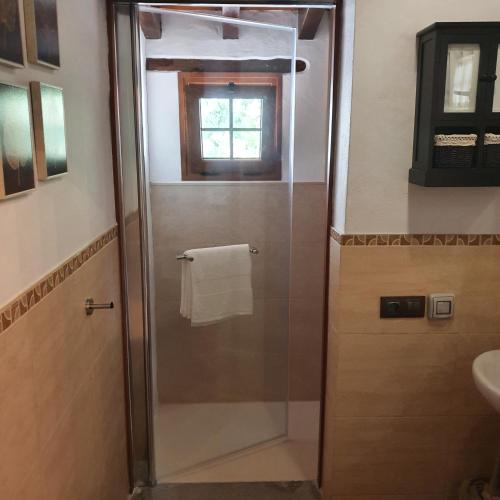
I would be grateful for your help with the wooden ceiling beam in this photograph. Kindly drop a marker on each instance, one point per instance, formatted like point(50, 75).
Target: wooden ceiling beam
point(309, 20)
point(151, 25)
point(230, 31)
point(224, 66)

▬▬▬▬▬▬▬▬▬▬

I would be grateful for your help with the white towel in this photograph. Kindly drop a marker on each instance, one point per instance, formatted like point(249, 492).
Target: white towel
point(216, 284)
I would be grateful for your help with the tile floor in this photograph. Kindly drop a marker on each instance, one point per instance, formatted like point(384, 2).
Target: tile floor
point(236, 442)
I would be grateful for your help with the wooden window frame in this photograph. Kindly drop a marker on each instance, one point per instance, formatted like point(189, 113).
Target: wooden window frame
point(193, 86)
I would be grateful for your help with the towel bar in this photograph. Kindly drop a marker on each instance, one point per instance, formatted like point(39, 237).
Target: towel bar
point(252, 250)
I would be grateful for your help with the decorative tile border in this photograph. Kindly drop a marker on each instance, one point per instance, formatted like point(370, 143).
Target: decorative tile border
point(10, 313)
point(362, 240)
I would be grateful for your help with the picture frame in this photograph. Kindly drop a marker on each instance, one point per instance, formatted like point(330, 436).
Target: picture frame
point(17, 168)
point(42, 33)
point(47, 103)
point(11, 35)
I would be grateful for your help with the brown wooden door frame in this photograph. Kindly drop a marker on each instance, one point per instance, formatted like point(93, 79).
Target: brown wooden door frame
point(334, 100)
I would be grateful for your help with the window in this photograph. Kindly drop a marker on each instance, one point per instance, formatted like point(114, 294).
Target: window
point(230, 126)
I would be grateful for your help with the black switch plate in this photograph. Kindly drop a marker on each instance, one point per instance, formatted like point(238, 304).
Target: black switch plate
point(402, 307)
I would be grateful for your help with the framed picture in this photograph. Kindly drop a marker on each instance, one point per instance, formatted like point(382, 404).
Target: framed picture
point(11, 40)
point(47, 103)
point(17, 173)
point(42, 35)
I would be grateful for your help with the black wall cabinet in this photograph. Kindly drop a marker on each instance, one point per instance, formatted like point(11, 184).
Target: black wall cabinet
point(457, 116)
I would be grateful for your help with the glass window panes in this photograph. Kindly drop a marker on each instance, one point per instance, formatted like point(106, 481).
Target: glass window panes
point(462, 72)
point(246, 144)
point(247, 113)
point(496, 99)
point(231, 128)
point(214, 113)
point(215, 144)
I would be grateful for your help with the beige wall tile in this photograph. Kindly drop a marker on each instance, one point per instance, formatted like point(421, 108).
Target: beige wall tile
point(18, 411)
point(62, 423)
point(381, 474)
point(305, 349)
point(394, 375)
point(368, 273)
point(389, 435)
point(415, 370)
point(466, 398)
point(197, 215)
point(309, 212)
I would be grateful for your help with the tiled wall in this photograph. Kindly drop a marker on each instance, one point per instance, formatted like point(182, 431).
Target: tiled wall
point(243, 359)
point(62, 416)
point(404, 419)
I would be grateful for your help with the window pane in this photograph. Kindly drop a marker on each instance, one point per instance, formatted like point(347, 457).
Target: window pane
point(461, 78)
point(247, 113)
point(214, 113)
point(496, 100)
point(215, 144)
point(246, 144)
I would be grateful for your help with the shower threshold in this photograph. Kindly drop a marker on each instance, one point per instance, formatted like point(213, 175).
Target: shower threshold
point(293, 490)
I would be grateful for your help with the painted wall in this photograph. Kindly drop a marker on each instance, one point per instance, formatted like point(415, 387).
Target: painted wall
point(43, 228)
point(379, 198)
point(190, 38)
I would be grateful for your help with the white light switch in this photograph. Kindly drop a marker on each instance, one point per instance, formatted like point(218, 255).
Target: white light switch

▬▬▬▬▬▬▬▬▬▬

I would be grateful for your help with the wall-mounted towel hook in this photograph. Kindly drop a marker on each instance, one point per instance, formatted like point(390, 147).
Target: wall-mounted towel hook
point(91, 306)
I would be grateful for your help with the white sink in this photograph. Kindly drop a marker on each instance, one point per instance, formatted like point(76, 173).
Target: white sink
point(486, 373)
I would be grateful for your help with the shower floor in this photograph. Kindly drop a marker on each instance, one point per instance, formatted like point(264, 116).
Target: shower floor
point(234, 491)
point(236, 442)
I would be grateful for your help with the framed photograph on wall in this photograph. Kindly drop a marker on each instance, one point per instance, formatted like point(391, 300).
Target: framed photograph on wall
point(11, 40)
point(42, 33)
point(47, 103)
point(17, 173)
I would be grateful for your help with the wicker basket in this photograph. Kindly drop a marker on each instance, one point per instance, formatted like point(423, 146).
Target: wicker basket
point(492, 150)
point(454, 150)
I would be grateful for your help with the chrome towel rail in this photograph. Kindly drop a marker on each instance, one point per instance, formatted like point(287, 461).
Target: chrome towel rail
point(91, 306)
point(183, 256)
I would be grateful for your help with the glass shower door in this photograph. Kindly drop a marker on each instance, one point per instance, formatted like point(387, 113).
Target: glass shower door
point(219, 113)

▬▬▬▬▬▬▬▬▬▬

# AIM OF THE TASK
Please rewrite the stretch from the line containing "I would be grateful for your help with the wooden ceiling" through the line containing "point(224, 66)", both ends and the requests included, multiplying each point coordinate in the answers by 1.75 and rounding to whole numbers, halves up. Leave the numbers in the requests and their format samples unchanged, and return only those lines.

# FULL SOLUTION
I would be grateful for your help with the wooden ceiling beam in this photograph. Kindly drop a marker on each instance, one point per instance, formatted like point(50, 75).
Target: wooden ceiling beam
point(541, 35)
point(264, 44)
point(403, 54)
point(392, 116)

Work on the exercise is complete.